**Texte présenté**
La première fois que j’ai croisé « Les fous du son » dans une librairie, j’ai été immédiatement attiré par sa couverture. Après avoir manipulé l’objet et parcouru quelques pages, je décidai de le reposer sur le présentoir. Aussi passionnant que soit le sujet, les 500 pages d’histoire des synthétiseurs me paraissaient à première vue un peu rudes à avaler. Le hasard fit que je le reçus une semaine plus tard comme cadeau d’anniversaire. La coïncidence suffit à me faire changer d’avis. Malgré la crainte d’un ouvrage trop technique et détaillé, je me lançai sans grande conviction dans la lecture de ce pavé (eh oui, pour moi 500 pages, c’est un pavé) qui très vite, s’installa en pôle position sur ma table de chevet.

Ce livre, qui commence avec les découvertes et les brevets d’Edison, avait pourtant toutes les raisons du monde d’être barbant au possible. C’était sans compter sur l’extraordinaire plume de Laurent de Wilde qui, non content d’être un pianiste jazz de renom et un fin connaisseur du moindre détail technique des machines qu’il manipule, s’avère également être un écrivain doté d’un sens de la narration tout à fait remarquable. Du coup, l’auteur n’hésite pas à jongler avec les belles phrases et les punchlines qui tuent pour tailler des costards aux illustres héros qui jalonnent son livre, avec des anecdotes qu'il livre par cartons de douze.

**Données saisies**
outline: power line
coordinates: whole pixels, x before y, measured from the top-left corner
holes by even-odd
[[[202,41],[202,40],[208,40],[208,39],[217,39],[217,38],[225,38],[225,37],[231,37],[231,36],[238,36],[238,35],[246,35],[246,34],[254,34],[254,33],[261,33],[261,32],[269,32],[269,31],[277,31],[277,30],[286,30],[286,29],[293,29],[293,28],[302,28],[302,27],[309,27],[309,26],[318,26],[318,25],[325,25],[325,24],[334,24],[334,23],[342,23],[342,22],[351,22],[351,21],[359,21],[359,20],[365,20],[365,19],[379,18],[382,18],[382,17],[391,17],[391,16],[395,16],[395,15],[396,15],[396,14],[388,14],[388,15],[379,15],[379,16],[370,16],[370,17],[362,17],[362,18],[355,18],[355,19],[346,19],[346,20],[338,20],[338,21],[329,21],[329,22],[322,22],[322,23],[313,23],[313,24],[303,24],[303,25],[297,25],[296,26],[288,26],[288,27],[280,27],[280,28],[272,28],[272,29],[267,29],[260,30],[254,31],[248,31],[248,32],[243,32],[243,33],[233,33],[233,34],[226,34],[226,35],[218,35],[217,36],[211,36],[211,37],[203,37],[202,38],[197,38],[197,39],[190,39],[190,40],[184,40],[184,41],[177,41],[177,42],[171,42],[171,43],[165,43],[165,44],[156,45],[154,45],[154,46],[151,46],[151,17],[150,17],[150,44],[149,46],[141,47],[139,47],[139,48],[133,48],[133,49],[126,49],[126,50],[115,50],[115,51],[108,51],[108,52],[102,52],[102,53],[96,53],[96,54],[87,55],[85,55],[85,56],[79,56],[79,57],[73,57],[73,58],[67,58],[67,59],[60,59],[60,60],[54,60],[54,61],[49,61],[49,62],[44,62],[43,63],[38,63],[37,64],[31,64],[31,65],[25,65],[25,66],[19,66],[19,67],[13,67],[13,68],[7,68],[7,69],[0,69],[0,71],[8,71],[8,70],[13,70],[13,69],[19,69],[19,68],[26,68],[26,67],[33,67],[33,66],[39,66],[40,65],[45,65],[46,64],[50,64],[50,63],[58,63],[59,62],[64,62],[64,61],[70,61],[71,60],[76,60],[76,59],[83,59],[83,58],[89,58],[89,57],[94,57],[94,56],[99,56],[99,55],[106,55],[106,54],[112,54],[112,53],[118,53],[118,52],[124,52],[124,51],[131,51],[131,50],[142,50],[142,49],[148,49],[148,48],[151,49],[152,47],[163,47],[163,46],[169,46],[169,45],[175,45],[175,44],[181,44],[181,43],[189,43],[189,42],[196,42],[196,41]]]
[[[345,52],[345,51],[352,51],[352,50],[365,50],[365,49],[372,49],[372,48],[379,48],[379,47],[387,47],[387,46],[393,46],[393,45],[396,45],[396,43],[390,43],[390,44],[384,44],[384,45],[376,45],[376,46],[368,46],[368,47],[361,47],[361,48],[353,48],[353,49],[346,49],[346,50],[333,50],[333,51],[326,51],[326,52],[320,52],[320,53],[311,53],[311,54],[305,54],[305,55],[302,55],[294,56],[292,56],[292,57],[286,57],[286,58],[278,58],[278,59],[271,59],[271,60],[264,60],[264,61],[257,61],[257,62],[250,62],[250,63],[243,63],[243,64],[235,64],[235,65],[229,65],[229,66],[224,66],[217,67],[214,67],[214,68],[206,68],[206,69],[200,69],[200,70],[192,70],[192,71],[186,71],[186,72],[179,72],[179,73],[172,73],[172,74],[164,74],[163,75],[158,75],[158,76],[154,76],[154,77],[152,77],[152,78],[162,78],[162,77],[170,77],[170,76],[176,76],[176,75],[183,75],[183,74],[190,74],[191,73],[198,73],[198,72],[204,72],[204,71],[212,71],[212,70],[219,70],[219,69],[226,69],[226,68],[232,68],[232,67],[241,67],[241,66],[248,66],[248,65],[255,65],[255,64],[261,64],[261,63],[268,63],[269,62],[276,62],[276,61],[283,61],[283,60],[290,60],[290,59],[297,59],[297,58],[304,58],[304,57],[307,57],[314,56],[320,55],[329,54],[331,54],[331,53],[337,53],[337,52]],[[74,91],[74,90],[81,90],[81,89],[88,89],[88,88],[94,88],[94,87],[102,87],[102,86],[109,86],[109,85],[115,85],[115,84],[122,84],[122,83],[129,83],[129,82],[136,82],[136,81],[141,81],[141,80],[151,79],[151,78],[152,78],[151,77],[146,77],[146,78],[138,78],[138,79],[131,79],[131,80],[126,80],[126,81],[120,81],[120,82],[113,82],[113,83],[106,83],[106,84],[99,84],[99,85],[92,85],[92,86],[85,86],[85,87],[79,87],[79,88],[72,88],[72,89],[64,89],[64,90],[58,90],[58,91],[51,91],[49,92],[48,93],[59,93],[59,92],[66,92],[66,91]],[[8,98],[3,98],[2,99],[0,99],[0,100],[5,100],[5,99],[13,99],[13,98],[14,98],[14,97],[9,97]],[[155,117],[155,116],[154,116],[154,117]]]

**Énoncé de l'exercice**
Recopiez à l'identique le passage du texte présenté qui va de « La première fois » à « table de chevet. ».

**Réponse attendue**
La première fois que j’ai croisé « Les fous du son » dans une librairie, j’ai été immédiatement attiré par sa couverture. Après avoir manipulé l’objet et parcouru quelques pages, je décidai de le reposer sur le présentoir. Aussi passionnant que soit le sujet, les 500 pages d’histoire des synthétiseurs me paraissaient à première vue un peu rudes à avaler. Le hasard fit que je le reçus une semaine plus tard comme cadeau d’anniversaire. La coïncidence suffit à me faire changer d’avis. Malgré la crainte d’un ouvrage trop technique et détaillé, je me lançai sans grande conviction dans la lecture de ce pavé (eh oui, pour moi 500 pages, c’est un pavé) qui très vite, s’installa en pôle position sur ma table de chevet.